:: Данный отрывок

Рычит басовое тризвучие имени, смягчённое, озарённое нежным благодатным светом Рождественно божественного таланта. В его плавающих, чуть навыкате глазах, голубыми полусферами преломляющими мир, земная глубинная мудрость и всепонимающая мужская любовь. Чуть заикающийся, в обычной жизни ссутулившийся, как бы стесняющийся своего роста и славы, на сцене он исполин, швыряющий жадным ушам и душам:
Я шагал по земле, было зябко в душе и окрест.
Я тащил на усталой спине свой единственный крест.
Было холодно так, что во рту замерзали слова.
И тогда я решил этот крест расколоть на дрова.
И разжег я костер на снегу
И стоял, и смотрел,
Как мой крест одинокий удивленно и тихо горел
А потом зашагал я опять среди черных полей.

::::
:: Предоставленные материалы

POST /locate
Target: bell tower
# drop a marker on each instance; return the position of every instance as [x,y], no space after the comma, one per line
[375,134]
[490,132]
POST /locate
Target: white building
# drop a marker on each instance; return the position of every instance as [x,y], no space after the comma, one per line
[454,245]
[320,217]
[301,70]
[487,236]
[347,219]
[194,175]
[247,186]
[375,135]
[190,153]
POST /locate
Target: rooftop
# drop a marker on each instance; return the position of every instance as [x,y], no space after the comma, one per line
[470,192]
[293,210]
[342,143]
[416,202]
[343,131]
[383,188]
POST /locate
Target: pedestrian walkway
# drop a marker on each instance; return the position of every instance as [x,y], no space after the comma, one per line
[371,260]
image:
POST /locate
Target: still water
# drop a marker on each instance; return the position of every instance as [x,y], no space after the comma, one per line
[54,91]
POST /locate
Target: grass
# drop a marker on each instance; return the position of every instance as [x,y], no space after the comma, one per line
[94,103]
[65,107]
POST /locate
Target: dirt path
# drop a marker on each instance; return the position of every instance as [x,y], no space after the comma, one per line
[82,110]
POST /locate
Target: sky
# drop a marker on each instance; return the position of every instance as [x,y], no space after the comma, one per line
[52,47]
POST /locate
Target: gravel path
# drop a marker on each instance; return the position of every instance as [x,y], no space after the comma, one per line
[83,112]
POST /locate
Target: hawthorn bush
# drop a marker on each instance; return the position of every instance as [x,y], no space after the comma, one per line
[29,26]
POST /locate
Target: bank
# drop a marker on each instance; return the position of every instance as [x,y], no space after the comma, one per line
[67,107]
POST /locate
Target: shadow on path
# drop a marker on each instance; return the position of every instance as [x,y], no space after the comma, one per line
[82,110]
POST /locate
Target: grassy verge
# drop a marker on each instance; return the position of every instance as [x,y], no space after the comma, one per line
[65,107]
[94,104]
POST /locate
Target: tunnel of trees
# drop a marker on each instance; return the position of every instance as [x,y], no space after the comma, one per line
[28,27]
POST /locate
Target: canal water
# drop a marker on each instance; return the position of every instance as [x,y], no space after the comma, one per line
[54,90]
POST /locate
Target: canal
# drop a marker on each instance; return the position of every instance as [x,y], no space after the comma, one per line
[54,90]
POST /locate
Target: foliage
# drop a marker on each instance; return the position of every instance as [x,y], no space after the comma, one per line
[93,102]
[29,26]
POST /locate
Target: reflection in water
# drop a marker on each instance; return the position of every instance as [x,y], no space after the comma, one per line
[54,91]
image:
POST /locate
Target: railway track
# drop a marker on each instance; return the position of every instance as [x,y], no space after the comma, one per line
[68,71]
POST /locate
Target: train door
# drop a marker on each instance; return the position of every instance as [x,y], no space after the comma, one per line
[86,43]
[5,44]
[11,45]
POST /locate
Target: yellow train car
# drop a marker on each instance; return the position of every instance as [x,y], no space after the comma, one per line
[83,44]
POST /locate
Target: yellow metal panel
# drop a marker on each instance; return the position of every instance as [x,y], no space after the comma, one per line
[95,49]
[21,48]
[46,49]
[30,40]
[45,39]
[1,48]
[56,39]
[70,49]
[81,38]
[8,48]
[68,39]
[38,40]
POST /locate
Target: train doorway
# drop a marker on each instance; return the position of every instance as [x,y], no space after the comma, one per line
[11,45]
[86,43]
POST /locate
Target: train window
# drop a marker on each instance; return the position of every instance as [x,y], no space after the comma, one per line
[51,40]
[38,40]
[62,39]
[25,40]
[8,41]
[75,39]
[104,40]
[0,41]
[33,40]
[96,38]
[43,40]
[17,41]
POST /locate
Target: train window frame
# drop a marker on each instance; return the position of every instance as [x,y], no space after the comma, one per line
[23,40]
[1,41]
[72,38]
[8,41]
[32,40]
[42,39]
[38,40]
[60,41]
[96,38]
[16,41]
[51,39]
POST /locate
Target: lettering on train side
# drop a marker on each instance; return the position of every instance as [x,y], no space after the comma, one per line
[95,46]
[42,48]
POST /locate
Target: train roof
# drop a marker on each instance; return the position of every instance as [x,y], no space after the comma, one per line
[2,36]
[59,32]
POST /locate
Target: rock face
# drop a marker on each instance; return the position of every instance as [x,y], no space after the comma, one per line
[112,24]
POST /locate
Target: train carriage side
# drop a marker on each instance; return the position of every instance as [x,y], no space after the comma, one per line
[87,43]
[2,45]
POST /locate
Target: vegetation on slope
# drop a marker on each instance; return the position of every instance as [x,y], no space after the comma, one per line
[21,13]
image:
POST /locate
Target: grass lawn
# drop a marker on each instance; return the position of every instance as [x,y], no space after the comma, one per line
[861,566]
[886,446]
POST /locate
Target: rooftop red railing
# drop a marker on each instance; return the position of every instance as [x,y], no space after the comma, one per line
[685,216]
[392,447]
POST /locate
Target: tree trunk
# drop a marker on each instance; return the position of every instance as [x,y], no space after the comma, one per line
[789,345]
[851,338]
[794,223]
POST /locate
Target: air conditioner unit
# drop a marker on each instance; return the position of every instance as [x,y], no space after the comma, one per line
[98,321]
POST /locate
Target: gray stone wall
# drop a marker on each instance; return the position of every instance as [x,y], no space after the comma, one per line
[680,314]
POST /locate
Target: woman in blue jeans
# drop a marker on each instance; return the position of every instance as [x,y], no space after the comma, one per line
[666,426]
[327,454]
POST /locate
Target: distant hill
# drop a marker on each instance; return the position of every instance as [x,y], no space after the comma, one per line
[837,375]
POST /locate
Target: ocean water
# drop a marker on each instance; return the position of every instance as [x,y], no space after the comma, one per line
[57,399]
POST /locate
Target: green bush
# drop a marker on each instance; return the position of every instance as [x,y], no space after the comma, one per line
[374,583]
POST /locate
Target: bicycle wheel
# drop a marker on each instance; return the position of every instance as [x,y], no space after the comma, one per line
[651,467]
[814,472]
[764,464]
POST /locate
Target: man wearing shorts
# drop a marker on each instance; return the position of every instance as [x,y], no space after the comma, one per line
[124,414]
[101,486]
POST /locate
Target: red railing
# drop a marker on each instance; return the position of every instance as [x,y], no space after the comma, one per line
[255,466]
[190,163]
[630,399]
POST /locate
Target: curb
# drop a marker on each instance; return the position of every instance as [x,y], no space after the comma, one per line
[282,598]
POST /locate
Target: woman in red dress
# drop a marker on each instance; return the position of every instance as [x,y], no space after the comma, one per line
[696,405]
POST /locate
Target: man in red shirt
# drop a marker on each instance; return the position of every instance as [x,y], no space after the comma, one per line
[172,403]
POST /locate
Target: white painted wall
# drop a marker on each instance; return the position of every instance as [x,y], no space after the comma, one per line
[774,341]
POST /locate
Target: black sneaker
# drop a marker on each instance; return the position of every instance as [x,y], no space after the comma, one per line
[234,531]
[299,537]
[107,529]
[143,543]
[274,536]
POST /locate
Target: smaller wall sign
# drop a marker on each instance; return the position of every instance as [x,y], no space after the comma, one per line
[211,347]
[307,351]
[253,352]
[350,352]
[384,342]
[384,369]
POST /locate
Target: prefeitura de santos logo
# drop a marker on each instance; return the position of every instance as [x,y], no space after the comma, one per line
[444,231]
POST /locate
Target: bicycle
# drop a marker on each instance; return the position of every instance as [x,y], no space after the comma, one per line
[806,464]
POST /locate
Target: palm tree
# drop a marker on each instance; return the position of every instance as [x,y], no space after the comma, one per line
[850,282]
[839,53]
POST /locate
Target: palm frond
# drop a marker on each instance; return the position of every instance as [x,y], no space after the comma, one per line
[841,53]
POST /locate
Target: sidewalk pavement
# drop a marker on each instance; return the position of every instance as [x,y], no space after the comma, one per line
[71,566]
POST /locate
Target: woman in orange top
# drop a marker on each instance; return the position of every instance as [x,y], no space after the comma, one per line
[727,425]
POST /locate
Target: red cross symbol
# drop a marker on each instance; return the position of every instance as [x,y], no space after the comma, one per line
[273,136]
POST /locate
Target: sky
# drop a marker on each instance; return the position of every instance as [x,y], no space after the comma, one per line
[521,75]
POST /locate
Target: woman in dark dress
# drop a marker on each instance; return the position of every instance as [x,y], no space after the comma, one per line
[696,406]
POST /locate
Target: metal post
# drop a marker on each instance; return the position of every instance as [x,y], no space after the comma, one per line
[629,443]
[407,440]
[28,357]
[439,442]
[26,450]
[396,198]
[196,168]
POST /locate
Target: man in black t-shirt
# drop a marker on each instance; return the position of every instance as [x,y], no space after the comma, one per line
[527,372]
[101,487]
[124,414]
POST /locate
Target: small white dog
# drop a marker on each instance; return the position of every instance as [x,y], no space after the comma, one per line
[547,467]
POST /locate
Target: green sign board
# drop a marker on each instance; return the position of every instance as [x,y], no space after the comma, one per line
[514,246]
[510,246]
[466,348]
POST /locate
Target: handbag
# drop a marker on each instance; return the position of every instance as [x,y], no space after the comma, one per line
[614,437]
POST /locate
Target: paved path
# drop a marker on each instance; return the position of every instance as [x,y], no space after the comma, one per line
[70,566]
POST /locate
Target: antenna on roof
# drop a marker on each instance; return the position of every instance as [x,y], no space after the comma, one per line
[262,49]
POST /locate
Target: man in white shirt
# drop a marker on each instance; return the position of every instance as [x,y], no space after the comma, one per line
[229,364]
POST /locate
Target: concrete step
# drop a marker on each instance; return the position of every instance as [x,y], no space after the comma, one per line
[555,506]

::::

* **Задания**:
- A) Ответьте на вопросы по отрывку, каждый ответ дайте с новой строки с той же пометкой.
(i) Какими полусферами, по словам отрывка, его глаза преломляют мир?
(ii) Каким он описан в обычной жизни?
(iii) Что в стихах решено сделать с крестом, когда во рту замерзали слова?
- B) Верните из отрывка без изменений фрагмент, который начинается словами «Я тащил на усталой» и заканчивается словами «среди черных полей.» включительно.
- C) Изложите суть отрывка в двух предложениях.

* **Ответы к заданиям**:
- A)
(i) Голубыми полусферами.
(ii) Чуть заикающимся и ссутулившимся, как бы стесняющимся своего роста и славы.
(iii) Расколоть его на дрова.

- B)
Я тащил на усталой спине свой единственный крест.
Было холодно так, что во рту замерзали слова.
И тогда я решил этот крест расколоть на дрова.
И разжег я костер на снегу
И стоял, и смотрел,
Как мой крест одинокий удивленно и тихо горел
А потом зашагал я опять среди черных полей.

- C) В отрывке описан человек божественного таланта, который в обычной жизни чуть заикается и сутулится, словно стесняясь своего роста и славы, а на сцене становится исполином. В приведённых стихах говорящий шагает по холодной земле со своим крестом, раскалывает его на дрова, разжигает костёр на снегу и затем снова идёт среди чёрных полей.